** START EXERCISE DATA **

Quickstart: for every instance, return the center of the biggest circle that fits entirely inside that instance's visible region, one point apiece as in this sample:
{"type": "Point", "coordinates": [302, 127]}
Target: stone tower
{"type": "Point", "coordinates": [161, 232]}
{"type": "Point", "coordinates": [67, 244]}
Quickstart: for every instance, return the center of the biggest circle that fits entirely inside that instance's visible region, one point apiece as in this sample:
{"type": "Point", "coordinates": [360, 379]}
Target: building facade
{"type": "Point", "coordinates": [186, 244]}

** END EXERCISE DATA **

WHAT IS EXPECTED -> Rescale the lines above by writing them all out again, requests included. Multiply every coordinate in the answer points by 1.2 and round to whole numbers, with halves rounded up, but leave the numbers in the requests and their sample points unchanged.

RESPONSE FOR THIS EXERCISE ->
Quickstart: for every instance, return the center of the biggest circle that fits entirely inside that instance's visible region, one point apiece as in this sample:
{"type": "Point", "coordinates": [302, 127]}
Target: stone tower
{"type": "Point", "coordinates": [193, 278]}
{"type": "Point", "coordinates": [80, 293]}
Quickstart: for every instance, return the center of the biggest circle that fits entirely inside that instance's visible region, one point apiece as in this sample:
{"type": "Point", "coordinates": [360, 379]}
Target: building facade
{"type": "Point", "coordinates": [223, 293]}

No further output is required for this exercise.